_What is being asked:_
Set out every item below as a numbered list, skipping any blank lines.

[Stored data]

::::

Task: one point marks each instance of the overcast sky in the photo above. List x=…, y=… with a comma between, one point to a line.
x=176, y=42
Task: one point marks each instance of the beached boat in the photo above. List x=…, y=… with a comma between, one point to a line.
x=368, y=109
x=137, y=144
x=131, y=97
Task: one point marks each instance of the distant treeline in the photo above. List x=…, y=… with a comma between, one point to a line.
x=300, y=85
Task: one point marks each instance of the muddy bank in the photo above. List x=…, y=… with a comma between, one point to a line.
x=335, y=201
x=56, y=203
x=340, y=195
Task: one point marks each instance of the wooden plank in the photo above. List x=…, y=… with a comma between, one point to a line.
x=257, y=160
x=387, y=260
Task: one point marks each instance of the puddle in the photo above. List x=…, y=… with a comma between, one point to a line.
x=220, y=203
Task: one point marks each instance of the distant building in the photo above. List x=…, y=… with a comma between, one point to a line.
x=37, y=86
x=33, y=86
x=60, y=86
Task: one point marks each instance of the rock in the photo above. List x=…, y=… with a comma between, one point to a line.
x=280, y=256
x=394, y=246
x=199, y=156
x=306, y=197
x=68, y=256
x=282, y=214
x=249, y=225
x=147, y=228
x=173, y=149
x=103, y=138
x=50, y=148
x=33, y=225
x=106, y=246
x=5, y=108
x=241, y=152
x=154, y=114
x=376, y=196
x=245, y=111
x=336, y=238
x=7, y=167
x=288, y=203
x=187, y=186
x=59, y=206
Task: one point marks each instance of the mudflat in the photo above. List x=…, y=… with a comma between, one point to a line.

::::

_Result for this task:_
1. Task: one point marks each instance of the overcast sky in the photo above. List x=…, y=… with a comma between, one point to a line.
2. x=176, y=42
3. Task: one point marks each instance of the beached boat in the photo above. List x=…, y=… with a comma between, one point to a line.
4. x=368, y=109
5. x=137, y=144
6. x=131, y=97
7. Task: one point marks each instance of the distant treeline in the photo above. List x=…, y=… with a comma between, one point to a line.
8. x=300, y=85
9. Task: one point marks each instance of the muddy bank in the photo above. List x=…, y=… with a comma between, one point to a line.
10. x=335, y=201
11. x=56, y=203
12. x=340, y=195
13. Task: one point marks each instance of the wooden plank in the photo above. List x=…, y=… with a comma between, one point to a line.
14. x=257, y=160
15. x=387, y=260
16. Task: one point marks each instance of the puddle in the photo above. List x=…, y=… with a comma between, one point to a line.
17. x=220, y=203
18. Task: one point marks each instance of the distant building in the photo above. List x=…, y=… with a comma between, one point to a line.
19. x=37, y=86
20. x=33, y=86
21. x=60, y=86
22. Task: one point marks each instance of the rock in the photo above. List x=…, y=… with a comma between, one point to a line.
23. x=280, y=256
24. x=394, y=246
25. x=199, y=156
26. x=306, y=197
27. x=68, y=256
28. x=282, y=214
29. x=249, y=225
30. x=147, y=228
31. x=173, y=149
32. x=103, y=138
33. x=50, y=148
34. x=33, y=225
35. x=106, y=246
36. x=5, y=108
37. x=241, y=152
38. x=154, y=114
39. x=376, y=196
40. x=245, y=111
41. x=336, y=238
42. x=7, y=167
43. x=288, y=203
44. x=187, y=186
45. x=59, y=206
46. Task: one point marks each instance of the mudflat in the photo above. List x=…, y=… with a comma between, one point to a line.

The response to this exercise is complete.